** start Page **
Phantom stock, also known as synthetic equity, has no inherent requirements or restrictions regarding its use, allowing the organization to use it however it chooses. Phantom stock can also be changed at the leadership's discretion.
Phantom stock qualifies as a deferred compensation plan. A phantom stock program must meet the requirements set forth by the Internal Revenue Service (IRS) code 409(a). The plan must be properly vetted by an attorney, with all of the pertinent details specified in writing.
Phantom stock plans have a lot in common with traditional nonqualified stock plans.
Using Phantom Stock as an Organizational Benefit
Some organizations may use phantom stock as an incentive to upper management. Phantom stock ties a financial gain directly to a company performance metric. It can also be used selectively as a reward or a bonus to employees who meet certain criteria. Phantom stock can be provided to every employee, either across the board or distributed variably depending on performance, seniority, or other factors.
Phantom stock also provides organizations with certain restrictions in place to provide incentives tied to stock value. This can apply to a limited liability corporation (LLC) , a sole proprietor or S-companies restricted by the 100-owner rule.
The two types of phantom stock plans are "appreciation only," which doesn't include the value of the underlying shares, just the increase in stock over the amount of time the shares are held; and "full value," which pays the underlying value and the amount the stock increased while it was held.
** end Page **
** start Extracted records **
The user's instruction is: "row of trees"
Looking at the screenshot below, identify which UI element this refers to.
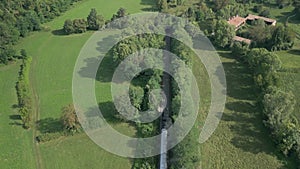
[0,0,78,64]
[232,43,300,164]
[169,36,200,169]
[63,8,128,35]
[111,32,164,169]
[36,104,81,142]
[16,50,32,129]
[63,8,105,34]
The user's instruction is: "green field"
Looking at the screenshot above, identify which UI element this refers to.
[197,51,295,169]
[12,0,154,169]
[0,0,300,169]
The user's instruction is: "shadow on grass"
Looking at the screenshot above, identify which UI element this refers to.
[9,113,23,126]
[222,56,295,168]
[223,62,256,100]
[99,102,124,123]
[288,49,300,57]
[51,29,67,36]
[37,118,63,134]
[78,35,117,82]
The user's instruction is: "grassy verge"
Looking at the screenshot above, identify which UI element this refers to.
[197,51,295,169]
[0,63,35,169]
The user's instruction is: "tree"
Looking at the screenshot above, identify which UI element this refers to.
[270,25,295,50]
[20,49,28,59]
[214,20,235,47]
[117,8,127,18]
[61,104,80,132]
[73,19,87,33]
[159,0,169,12]
[214,0,229,11]
[129,86,144,110]
[63,19,75,35]
[87,8,105,30]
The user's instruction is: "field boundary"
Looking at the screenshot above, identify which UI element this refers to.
[29,54,43,169]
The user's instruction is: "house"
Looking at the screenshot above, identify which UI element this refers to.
[246,14,276,26]
[227,15,247,30]
[227,14,276,44]
[233,36,252,45]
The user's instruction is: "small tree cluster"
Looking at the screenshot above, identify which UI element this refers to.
[16,53,32,128]
[63,8,105,35]
[61,104,81,133]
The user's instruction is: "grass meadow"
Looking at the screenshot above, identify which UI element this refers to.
[0,0,300,169]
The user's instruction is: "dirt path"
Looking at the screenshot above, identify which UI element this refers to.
[29,58,43,169]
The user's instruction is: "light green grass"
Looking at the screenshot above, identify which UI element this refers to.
[0,63,35,169]
[201,52,295,169]
[13,0,155,169]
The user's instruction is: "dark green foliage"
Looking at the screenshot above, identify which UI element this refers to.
[214,0,230,11]
[16,57,32,129]
[129,86,144,110]
[246,48,281,90]
[87,8,105,30]
[73,19,87,33]
[20,49,28,59]
[111,8,128,21]
[61,104,81,133]
[63,19,75,35]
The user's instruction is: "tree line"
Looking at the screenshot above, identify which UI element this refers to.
[232,42,300,165]
[16,50,32,129]
[0,0,79,64]
[36,104,82,142]
[63,8,127,35]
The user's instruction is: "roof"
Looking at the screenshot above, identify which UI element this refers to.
[233,36,251,44]
[247,14,276,23]
[228,16,247,27]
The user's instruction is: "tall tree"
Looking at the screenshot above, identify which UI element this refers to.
[73,19,87,33]
[63,19,75,34]
[87,8,105,30]
[61,104,80,132]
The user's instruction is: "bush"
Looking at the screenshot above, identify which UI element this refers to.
[36,132,64,142]
[16,56,32,129]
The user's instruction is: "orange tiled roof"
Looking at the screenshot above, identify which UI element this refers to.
[246,14,276,23]
[228,16,247,27]
[233,36,251,44]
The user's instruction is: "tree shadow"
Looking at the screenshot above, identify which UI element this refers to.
[99,102,124,123]
[140,0,158,12]
[36,118,63,134]
[9,114,23,126]
[288,49,300,57]
[11,104,19,109]
[223,62,256,100]
[78,35,118,82]
[51,29,67,36]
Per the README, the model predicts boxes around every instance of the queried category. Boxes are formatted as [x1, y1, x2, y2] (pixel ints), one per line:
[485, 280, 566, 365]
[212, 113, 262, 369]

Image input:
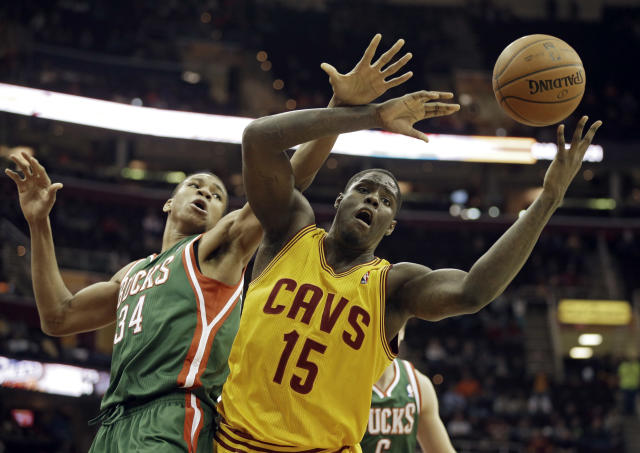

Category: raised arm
[242, 91, 460, 237]
[199, 34, 413, 264]
[416, 370, 455, 453]
[5, 152, 123, 336]
[387, 116, 602, 328]
[291, 33, 413, 192]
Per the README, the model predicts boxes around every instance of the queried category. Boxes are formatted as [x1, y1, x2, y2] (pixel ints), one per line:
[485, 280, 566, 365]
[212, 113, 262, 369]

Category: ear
[384, 220, 398, 236]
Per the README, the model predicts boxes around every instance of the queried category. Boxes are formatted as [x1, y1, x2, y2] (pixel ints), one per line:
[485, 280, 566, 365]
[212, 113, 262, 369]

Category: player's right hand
[376, 91, 460, 142]
[4, 151, 62, 223]
[320, 33, 413, 105]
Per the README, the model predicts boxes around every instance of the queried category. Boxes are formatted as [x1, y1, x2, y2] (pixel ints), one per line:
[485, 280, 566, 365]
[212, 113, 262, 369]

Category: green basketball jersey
[360, 359, 422, 453]
[101, 236, 243, 413]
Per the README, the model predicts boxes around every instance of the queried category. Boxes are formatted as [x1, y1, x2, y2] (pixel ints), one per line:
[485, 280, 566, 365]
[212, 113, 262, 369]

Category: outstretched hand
[377, 91, 460, 142]
[320, 33, 413, 105]
[543, 115, 602, 204]
[4, 151, 62, 223]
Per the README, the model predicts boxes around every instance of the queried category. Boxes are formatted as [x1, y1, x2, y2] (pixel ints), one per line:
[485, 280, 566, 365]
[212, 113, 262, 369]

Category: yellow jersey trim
[380, 264, 398, 360]
[247, 223, 316, 291]
[318, 234, 381, 278]
[215, 421, 349, 453]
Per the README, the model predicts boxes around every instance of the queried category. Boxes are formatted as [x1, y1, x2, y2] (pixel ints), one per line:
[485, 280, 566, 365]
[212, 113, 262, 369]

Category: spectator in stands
[618, 353, 640, 415]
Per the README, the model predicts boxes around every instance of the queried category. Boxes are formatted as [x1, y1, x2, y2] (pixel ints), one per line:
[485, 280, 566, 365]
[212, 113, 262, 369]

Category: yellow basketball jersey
[216, 225, 395, 452]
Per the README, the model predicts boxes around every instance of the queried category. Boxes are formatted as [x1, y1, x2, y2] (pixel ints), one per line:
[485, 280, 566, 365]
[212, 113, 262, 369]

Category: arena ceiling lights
[0, 83, 603, 164]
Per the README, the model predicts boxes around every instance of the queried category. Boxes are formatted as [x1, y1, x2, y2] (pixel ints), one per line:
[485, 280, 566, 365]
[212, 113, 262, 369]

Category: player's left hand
[376, 91, 460, 142]
[320, 33, 413, 105]
[542, 115, 602, 204]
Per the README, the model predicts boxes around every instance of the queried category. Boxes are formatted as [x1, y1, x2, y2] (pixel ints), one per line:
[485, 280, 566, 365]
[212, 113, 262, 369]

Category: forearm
[291, 97, 338, 192]
[463, 192, 558, 310]
[243, 105, 379, 160]
[29, 217, 72, 331]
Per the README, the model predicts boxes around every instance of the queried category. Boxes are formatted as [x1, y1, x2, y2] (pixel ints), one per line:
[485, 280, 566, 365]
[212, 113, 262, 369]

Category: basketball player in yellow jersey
[6, 35, 412, 452]
[216, 50, 601, 452]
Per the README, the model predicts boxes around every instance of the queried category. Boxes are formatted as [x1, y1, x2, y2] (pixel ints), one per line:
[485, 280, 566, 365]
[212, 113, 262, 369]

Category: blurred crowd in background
[0, 0, 640, 453]
[0, 0, 640, 140]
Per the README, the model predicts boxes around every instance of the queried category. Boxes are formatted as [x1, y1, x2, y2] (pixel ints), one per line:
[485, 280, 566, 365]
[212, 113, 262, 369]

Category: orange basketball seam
[498, 63, 584, 90]
[493, 38, 557, 80]
[500, 93, 584, 104]
[501, 99, 546, 127]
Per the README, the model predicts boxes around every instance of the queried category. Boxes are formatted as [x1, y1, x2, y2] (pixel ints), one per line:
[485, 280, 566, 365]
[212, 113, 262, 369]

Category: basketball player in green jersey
[6, 35, 412, 453]
[360, 329, 455, 453]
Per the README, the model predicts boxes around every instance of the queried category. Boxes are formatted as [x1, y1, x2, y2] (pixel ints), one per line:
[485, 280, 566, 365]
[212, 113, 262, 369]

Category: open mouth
[191, 200, 207, 214]
[356, 209, 372, 226]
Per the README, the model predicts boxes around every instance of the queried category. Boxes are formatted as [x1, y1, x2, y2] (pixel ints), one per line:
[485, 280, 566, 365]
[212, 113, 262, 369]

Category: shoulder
[387, 262, 432, 299]
[109, 259, 141, 283]
[414, 368, 438, 413]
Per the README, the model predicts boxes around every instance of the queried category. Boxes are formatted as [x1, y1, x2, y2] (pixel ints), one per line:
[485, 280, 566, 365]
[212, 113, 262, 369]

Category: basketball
[493, 35, 586, 126]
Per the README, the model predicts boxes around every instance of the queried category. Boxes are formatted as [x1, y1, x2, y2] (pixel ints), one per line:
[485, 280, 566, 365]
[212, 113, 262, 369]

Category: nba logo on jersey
[407, 385, 413, 398]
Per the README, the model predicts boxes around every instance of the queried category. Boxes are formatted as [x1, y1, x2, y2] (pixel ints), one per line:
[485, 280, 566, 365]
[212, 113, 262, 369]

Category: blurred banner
[0, 356, 109, 397]
[0, 83, 603, 164]
[558, 299, 631, 326]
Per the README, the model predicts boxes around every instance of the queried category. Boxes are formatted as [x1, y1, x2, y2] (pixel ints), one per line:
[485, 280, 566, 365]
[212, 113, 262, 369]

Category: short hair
[344, 168, 402, 214]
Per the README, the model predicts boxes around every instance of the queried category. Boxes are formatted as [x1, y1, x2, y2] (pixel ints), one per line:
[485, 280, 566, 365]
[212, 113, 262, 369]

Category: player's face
[336, 172, 399, 247]
[165, 173, 227, 234]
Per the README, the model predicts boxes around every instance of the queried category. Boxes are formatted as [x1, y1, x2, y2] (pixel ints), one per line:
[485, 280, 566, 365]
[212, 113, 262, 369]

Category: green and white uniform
[91, 235, 243, 453]
[360, 359, 422, 453]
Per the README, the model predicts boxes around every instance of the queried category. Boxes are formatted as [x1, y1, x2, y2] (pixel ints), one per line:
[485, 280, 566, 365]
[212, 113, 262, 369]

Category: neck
[376, 362, 395, 390]
[160, 219, 192, 253]
[324, 229, 375, 271]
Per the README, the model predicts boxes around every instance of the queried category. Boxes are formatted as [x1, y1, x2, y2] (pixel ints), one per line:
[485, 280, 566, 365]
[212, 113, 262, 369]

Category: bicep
[53, 280, 120, 336]
[394, 263, 475, 321]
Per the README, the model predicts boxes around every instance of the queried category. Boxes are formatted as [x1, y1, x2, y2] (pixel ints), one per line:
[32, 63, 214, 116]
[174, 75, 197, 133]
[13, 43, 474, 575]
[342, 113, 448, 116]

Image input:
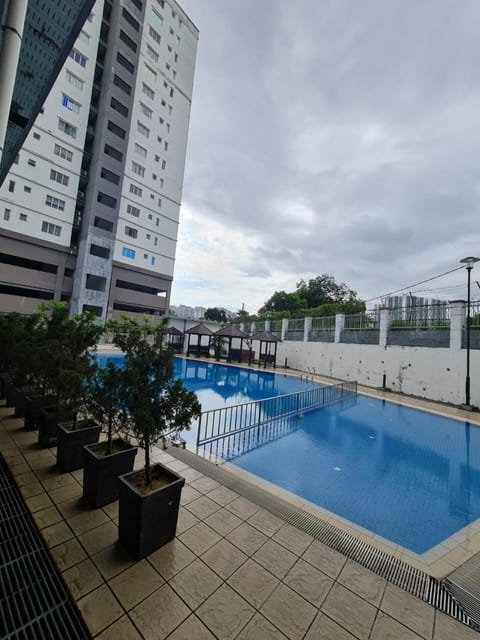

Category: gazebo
[252, 331, 281, 368]
[164, 327, 184, 353]
[213, 324, 248, 362]
[185, 322, 213, 358]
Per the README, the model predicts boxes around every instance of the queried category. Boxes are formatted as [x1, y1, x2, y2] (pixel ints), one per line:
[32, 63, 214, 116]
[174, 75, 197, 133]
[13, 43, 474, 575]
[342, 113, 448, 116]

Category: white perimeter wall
[277, 341, 480, 407]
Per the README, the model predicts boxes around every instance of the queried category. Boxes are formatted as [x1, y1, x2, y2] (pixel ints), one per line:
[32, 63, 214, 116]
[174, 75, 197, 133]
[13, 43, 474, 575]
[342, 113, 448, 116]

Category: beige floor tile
[92, 541, 135, 580]
[63, 558, 103, 600]
[248, 509, 285, 537]
[67, 509, 110, 536]
[197, 584, 255, 640]
[50, 538, 87, 571]
[227, 496, 260, 520]
[202, 540, 247, 580]
[148, 538, 195, 580]
[381, 584, 435, 638]
[433, 611, 479, 640]
[253, 540, 297, 579]
[305, 613, 356, 640]
[260, 584, 317, 640]
[273, 523, 313, 556]
[168, 614, 216, 640]
[109, 560, 164, 611]
[338, 560, 387, 607]
[33, 505, 62, 530]
[180, 484, 202, 505]
[78, 522, 118, 556]
[207, 486, 239, 507]
[370, 611, 421, 640]
[77, 585, 123, 635]
[25, 492, 53, 513]
[185, 496, 220, 520]
[322, 583, 377, 640]
[284, 560, 333, 607]
[97, 616, 142, 640]
[130, 584, 190, 640]
[179, 522, 220, 556]
[228, 559, 279, 609]
[302, 540, 347, 578]
[228, 522, 268, 556]
[41, 520, 73, 547]
[205, 509, 242, 536]
[169, 559, 222, 611]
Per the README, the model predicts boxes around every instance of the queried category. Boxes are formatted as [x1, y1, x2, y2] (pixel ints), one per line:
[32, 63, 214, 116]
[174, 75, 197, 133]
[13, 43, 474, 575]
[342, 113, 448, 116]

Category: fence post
[449, 300, 466, 351]
[378, 309, 391, 349]
[335, 313, 345, 343]
[303, 318, 312, 342]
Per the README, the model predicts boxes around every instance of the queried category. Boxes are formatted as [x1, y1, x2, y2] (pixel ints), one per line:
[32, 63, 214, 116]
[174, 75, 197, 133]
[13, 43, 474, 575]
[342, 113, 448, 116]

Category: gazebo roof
[252, 331, 281, 342]
[213, 324, 248, 338]
[164, 327, 183, 336]
[185, 322, 213, 336]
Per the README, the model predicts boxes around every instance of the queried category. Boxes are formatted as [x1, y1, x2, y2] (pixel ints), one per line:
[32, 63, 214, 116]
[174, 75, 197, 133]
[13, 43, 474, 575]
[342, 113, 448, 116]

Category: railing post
[450, 300, 467, 351]
[335, 313, 345, 344]
[378, 309, 391, 349]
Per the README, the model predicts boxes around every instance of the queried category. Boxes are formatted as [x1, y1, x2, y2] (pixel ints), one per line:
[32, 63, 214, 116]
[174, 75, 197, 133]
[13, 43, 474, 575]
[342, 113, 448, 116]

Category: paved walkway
[0, 407, 480, 640]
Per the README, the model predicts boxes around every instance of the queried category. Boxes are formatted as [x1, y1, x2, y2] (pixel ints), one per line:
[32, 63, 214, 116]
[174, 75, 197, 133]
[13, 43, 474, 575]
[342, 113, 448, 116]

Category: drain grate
[168, 448, 474, 626]
[0, 456, 91, 640]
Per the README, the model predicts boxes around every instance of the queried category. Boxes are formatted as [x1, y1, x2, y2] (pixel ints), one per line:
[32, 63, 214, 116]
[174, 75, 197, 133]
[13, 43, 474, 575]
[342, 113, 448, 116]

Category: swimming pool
[96, 359, 480, 554]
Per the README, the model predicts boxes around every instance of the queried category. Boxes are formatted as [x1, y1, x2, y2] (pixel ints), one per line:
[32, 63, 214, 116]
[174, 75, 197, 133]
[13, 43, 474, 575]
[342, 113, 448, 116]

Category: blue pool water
[96, 352, 480, 553]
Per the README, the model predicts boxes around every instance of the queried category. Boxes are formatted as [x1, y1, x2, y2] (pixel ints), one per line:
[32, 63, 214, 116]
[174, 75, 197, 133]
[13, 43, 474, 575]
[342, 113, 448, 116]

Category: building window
[135, 142, 147, 158]
[58, 118, 77, 138]
[140, 102, 153, 120]
[122, 247, 135, 260]
[125, 226, 138, 238]
[113, 73, 132, 96]
[42, 220, 62, 237]
[148, 25, 162, 44]
[45, 195, 65, 211]
[53, 144, 73, 162]
[130, 183, 143, 198]
[62, 93, 81, 113]
[127, 204, 140, 218]
[142, 82, 155, 100]
[50, 169, 70, 187]
[68, 49, 88, 67]
[147, 44, 159, 62]
[66, 69, 85, 91]
[132, 162, 145, 178]
[137, 120, 150, 138]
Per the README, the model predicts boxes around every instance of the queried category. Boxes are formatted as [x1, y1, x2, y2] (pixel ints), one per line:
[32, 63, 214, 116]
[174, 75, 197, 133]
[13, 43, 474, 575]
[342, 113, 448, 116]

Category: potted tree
[83, 362, 137, 508]
[114, 318, 201, 558]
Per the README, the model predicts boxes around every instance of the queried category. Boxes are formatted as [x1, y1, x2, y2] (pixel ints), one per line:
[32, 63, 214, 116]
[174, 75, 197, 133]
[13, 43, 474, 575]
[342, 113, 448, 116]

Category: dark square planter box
[83, 440, 137, 509]
[118, 464, 185, 559]
[57, 420, 102, 473]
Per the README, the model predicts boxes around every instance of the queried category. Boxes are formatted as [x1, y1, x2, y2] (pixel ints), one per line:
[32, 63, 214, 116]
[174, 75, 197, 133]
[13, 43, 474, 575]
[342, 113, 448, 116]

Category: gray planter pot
[118, 464, 185, 559]
[83, 440, 137, 509]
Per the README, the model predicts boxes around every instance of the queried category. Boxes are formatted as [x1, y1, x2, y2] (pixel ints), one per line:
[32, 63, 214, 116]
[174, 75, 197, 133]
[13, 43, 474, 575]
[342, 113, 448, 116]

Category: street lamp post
[460, 256, 480, 408]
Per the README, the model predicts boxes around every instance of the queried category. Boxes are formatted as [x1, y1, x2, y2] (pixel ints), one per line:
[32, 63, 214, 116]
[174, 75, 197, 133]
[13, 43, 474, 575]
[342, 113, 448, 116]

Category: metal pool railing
[197, 382, 357, 449]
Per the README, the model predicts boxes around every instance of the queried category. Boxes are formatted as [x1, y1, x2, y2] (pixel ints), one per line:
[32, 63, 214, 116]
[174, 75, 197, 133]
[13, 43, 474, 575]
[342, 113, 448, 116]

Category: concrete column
[303, 318, 312, 342]
[378, 309, 391, 349]
[335, 313, 345, 344]
[449, 300, 467, 351]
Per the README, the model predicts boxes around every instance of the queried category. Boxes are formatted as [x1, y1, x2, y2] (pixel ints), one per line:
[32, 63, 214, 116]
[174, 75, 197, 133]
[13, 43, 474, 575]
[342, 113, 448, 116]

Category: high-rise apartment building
[0, 0, 198, 318]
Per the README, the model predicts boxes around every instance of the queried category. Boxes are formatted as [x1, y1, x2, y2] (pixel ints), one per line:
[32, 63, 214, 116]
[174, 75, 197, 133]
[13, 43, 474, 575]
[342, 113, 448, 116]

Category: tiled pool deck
[0, 376, 480, 640]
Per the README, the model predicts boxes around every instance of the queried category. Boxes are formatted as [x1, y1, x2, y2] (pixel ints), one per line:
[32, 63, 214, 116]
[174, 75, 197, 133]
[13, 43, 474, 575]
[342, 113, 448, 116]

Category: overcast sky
[172, 0, 480, 312]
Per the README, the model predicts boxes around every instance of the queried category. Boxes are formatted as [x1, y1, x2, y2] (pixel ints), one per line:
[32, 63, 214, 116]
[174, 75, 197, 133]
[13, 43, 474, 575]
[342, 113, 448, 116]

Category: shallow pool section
[231, 396, 480, 554]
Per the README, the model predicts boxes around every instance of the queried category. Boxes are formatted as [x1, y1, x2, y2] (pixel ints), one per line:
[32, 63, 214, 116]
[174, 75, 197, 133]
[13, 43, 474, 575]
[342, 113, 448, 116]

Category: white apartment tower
[0, 0, 198, 318]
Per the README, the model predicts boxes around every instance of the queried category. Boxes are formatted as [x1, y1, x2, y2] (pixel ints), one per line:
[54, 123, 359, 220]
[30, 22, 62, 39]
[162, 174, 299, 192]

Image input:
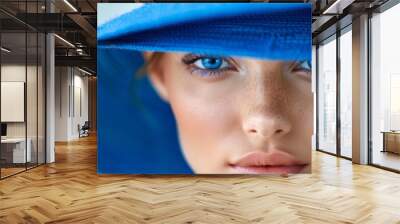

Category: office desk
[381, 131, 400, 154]
[1, 138, 32, 163]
** end Extracted records **
__Required task A__. Does the phantom stock text agree with each statement? (i) A phantom stock program must meet the requirements of IRS code 409(a). (ii) Phantom stock can be given only to upper management. (iii) An "appreciation only" plan pays the value of the underlying shares. For each, answer yes or no and quote the words of the text that decide it.
__Required task B__. Reproduce the phantom stock text word for word, from "Using Phantom Stock" to "the 100-owner rule.".
The records are separate from the phantom stock text.

__Task solution A__.
(i) Yes: "A phantom stock program must meet the requirements set forth by the Internal Revenue Service (IRS) code 409(a)."
(ii) No: "Phantom stock can be provided to every employee"
(iii) No: "which doesn't include the value of the underlying shares"

__Task solution B__.
Using Phantom Stock as an Organizational Benefit
Some organizations may use phantom stock as an incentive to upper management. Phantom stock ties a financial gain directly to a company performance metric. It can also be used selectively as a reward or a bonus to employees who meet certain criteria. Phantom stock can be provided to every employee, either across the board or distributed variably depending on performance, seniority, or other factors.
Phantom stock also provides organizations with certain restrictions in place to provide incentives tied to stock value. This can apply to a limited liability corporation (LLC) , a sole proprietor or S-companies restricted by the 100-owner rule.